» **What you will do**: Can you rename every "clicks" to "taps" in the rows from the start through the line containing "negative clicks: (182, 137)", keeping all else unchanged?

(Records)

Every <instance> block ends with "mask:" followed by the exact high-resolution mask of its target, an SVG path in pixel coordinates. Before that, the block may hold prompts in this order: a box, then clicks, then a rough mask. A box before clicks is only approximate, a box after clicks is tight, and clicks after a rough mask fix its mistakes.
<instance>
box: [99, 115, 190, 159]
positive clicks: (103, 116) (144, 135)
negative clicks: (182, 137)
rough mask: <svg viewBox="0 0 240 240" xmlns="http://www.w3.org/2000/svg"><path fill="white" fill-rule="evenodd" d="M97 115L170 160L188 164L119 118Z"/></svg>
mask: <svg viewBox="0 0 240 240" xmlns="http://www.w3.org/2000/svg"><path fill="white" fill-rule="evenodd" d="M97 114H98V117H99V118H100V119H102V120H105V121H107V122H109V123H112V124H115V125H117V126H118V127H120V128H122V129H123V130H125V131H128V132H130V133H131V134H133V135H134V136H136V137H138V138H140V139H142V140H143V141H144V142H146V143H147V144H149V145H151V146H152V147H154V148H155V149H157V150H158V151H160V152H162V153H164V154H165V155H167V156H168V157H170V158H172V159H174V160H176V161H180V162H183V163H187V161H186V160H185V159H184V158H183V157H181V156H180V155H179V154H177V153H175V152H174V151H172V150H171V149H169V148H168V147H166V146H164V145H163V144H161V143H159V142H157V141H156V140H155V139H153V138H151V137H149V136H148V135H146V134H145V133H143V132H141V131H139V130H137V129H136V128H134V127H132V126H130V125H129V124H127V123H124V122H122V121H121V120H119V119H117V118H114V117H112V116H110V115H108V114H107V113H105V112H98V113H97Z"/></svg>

(End Records)

» **Result of this exercise**:
Every <instance> block ends with "mask:" followed by the exact high-resolution mask of its target, an SVG path in pixel coordinates. Before that, the block may hold prompts in this order: a box, then taps, then a rough mask. A box before taps is only approximate, a box after taps is tight, and taps after a rough mask fix its mistakes.
<instance>
box: [99, 115, 190, 159]
positive taps: (103, 116) (144, 135)
negative taps: (182, 137)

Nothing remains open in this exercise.